WHAT NEEDS TO BE DONE: Beneath this instruction is a block of data; output from it exactly the lines that run from the one containing "Locate the light" through the one containing "Locate the dense", inclusive.

DATA TO PROCESS:
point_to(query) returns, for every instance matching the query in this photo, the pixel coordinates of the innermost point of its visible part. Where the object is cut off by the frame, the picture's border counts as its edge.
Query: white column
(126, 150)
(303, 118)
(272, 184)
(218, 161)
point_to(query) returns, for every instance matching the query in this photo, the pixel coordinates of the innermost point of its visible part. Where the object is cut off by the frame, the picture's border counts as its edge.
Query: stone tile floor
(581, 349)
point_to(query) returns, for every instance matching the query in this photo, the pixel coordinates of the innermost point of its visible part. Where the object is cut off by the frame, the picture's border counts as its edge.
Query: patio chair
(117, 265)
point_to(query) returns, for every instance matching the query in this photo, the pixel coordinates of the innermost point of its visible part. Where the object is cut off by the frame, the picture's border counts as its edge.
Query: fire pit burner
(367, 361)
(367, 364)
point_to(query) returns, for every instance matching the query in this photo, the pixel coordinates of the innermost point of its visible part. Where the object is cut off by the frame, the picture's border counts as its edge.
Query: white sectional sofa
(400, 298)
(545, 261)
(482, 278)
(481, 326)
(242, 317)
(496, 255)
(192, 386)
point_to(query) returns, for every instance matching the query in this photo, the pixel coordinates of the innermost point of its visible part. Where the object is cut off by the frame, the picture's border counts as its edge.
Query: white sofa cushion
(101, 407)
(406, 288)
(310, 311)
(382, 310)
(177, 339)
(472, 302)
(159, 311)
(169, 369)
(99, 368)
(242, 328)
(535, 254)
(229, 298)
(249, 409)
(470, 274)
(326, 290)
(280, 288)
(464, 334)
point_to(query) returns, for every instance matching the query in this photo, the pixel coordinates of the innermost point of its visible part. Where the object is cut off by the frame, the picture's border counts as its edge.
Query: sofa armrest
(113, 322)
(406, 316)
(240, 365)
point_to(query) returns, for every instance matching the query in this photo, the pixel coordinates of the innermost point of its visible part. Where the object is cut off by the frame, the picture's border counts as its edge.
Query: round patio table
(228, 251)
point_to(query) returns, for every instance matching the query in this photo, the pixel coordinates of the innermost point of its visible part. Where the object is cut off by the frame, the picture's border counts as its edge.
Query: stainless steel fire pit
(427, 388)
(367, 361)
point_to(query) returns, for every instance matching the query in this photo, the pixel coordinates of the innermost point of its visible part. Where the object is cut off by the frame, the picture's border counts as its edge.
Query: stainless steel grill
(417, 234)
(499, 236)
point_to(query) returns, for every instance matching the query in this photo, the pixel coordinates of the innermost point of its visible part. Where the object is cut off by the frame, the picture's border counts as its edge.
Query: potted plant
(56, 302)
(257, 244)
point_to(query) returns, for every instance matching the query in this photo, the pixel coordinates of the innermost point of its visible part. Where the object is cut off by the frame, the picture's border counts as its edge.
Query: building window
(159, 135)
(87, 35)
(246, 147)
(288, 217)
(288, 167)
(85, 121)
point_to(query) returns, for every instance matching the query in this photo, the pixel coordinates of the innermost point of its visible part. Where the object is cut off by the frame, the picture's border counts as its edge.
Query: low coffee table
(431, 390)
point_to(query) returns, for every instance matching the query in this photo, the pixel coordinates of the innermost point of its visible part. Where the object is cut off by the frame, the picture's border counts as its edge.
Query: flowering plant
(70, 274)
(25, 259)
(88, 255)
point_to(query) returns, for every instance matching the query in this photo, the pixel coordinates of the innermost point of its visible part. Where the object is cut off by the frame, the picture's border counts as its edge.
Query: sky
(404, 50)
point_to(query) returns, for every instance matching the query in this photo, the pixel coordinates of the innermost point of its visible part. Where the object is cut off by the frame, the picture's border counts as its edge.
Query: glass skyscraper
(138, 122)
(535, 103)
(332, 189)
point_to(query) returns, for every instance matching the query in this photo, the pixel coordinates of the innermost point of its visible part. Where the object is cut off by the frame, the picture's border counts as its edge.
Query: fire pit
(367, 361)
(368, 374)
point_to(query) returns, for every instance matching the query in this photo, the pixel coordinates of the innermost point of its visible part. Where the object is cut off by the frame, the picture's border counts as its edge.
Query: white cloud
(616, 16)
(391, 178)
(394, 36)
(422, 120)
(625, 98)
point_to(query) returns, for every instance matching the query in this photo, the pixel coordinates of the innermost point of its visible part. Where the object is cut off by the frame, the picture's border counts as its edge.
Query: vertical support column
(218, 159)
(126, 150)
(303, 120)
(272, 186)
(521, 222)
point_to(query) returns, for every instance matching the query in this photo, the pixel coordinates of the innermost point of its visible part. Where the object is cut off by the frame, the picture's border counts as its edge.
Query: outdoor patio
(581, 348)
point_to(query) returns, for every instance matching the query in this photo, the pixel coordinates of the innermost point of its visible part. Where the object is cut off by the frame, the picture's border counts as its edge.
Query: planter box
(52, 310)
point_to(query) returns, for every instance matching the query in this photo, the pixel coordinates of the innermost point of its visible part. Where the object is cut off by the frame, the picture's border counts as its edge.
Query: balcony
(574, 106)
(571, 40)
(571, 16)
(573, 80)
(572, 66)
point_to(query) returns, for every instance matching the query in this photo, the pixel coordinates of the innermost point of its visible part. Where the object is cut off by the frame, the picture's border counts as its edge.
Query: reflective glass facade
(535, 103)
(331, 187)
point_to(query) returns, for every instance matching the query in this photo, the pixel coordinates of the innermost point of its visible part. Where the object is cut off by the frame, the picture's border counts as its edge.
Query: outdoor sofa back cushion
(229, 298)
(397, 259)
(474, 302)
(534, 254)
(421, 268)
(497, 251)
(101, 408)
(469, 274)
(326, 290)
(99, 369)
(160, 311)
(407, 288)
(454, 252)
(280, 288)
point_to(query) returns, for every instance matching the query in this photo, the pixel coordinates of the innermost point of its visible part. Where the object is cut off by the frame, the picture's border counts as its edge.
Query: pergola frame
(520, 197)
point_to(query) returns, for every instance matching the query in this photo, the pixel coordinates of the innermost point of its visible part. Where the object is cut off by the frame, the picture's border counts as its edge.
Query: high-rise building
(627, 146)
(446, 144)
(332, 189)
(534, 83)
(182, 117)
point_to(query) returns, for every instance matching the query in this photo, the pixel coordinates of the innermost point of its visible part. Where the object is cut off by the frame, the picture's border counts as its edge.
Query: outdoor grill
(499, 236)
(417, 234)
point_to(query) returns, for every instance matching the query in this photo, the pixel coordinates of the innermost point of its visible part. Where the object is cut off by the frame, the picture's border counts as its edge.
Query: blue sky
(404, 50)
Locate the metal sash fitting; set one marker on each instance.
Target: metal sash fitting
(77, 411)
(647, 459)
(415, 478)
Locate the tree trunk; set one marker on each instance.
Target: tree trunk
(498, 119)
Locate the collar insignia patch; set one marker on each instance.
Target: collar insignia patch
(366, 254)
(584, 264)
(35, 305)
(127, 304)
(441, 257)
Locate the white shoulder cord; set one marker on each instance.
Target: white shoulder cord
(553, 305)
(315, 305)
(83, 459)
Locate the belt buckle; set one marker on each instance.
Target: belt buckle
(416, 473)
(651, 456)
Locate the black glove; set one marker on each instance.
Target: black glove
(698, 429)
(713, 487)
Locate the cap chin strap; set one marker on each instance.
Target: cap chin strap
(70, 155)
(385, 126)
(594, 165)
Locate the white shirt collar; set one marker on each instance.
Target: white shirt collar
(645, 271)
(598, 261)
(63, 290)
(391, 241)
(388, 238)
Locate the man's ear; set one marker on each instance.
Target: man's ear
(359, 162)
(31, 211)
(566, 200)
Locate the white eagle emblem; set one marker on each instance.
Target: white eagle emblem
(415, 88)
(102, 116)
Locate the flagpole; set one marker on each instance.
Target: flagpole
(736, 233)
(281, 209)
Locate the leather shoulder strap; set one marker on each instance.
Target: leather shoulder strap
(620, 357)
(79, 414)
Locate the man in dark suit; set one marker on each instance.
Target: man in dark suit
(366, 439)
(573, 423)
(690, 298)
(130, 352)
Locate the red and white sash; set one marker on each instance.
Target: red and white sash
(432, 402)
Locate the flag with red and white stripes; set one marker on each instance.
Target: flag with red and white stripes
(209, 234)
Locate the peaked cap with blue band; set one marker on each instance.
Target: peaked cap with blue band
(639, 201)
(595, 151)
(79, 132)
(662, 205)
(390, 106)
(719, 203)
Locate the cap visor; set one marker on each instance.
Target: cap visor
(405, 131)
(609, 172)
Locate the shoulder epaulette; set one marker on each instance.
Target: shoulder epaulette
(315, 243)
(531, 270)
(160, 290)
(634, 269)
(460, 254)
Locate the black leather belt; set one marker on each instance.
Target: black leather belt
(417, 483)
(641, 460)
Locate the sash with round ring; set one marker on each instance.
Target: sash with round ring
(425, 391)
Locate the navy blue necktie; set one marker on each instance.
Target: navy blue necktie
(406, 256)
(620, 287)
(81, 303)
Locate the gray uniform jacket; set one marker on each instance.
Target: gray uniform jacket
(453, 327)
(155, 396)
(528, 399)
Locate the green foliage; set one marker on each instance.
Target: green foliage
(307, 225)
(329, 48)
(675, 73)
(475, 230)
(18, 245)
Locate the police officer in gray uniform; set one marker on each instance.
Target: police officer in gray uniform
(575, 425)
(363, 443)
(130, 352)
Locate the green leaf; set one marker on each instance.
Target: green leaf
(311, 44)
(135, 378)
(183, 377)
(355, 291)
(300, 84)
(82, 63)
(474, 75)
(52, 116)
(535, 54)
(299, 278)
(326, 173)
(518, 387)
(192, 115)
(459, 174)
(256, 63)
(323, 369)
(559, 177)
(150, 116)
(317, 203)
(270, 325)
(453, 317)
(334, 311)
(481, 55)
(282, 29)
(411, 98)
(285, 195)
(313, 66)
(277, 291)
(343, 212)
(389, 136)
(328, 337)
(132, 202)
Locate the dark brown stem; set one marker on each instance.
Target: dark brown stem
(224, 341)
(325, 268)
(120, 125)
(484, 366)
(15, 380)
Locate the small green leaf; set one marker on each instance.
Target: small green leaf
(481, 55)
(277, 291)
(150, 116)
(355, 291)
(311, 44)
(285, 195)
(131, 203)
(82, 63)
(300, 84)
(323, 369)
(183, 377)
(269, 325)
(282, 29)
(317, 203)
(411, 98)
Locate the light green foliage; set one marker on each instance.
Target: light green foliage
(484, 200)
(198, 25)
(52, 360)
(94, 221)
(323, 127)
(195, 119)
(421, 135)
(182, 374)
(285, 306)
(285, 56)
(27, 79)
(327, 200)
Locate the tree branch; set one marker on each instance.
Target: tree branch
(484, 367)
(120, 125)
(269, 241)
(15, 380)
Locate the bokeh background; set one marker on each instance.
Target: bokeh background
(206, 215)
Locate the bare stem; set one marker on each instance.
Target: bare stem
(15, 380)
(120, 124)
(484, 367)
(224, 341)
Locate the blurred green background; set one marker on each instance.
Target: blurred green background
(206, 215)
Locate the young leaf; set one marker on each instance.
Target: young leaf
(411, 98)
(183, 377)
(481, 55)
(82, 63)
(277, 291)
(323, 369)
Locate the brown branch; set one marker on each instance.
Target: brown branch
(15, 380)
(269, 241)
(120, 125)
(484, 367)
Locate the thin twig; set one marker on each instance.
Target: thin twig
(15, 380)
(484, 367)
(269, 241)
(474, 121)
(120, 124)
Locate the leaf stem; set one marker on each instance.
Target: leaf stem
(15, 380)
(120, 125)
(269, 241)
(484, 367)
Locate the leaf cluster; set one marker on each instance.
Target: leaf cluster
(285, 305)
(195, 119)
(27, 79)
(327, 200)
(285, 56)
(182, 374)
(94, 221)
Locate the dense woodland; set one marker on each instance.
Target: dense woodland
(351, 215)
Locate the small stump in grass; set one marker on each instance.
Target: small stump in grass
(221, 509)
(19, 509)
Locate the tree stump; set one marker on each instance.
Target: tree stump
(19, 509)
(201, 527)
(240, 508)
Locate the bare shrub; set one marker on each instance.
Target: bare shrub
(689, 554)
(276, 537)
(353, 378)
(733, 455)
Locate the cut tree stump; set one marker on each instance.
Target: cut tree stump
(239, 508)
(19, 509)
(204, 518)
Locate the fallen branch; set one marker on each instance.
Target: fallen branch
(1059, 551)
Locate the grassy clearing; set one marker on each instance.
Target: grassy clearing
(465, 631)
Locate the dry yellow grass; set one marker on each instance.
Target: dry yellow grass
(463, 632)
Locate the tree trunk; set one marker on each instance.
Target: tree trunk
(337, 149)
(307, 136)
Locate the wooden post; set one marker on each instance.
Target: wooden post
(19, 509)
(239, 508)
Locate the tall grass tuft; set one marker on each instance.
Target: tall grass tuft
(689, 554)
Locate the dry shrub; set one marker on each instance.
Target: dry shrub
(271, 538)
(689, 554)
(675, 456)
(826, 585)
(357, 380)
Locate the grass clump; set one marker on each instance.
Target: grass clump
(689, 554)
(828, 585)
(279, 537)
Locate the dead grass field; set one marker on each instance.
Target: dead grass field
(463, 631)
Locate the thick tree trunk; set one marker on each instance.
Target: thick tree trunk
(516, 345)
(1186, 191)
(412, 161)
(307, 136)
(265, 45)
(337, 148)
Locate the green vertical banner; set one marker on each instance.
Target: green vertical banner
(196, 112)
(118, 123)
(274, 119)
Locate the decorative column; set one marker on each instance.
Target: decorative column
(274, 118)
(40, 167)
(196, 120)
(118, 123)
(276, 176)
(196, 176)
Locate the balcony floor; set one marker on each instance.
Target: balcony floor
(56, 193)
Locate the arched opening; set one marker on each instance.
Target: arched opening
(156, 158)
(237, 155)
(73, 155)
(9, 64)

EXERCISE RESULT:
Locate the light green foliage; set one marker on each instance.
Target: light green foliage
(484, 200)
(198, 25)
(52, 360)
(94, 221)
(323, 127)
(195, 119)
(421, 135)
(182, 374)
(285, 306)
(285, 56)
(27, 79)
(327, 200)
Locate the tree branch; set one marker on each instance.
Target: tree branch
(484, 367)
(120, 125)
(269, 241)
(15, 380)
Locate the bokeh background; set one marker on each instance.
Target: bokeh background
(206, 215)
Locate the bare stem; set one marker on each instance.
Target: bare stem
(15, 380)
(120, 124)
(484, 367)
(224, 341)
Locate the blurred green background; set one marker on each instance.
Target: blurred green background
(206, 215)
Locate the young leaf; set one marker on each instance.
Target: young leaf
(411, 98)
(183, 377)
(481, 55)
(82, 63)
(277, 291)
(323, 369)
Locate the brown branch; set one marker on each instance.
Target: brown branch
(15, 380)
(269, 241)
(120, 125)
(484, 367)
Locate the thin twig; set one marker on each instance.
Target: thin twig
(15, 380)
(484, 367)
(269, 241)
(474, 121)
(120, 124)
Locate the leaf stem; set one marker on each instance.
Target: leaf stem
(15, 380)
(120, 125)
(269, 241)
(484, 367)
Locate the leaf cluster; set one marker on each instance.
Target: leaf cluster
(285, 305)
(195, 119)
(27, 79)
(327, 200)
(285, 56)
(182, 374)
(94, 221)
Locate the dense woodland; set one marker on each instance.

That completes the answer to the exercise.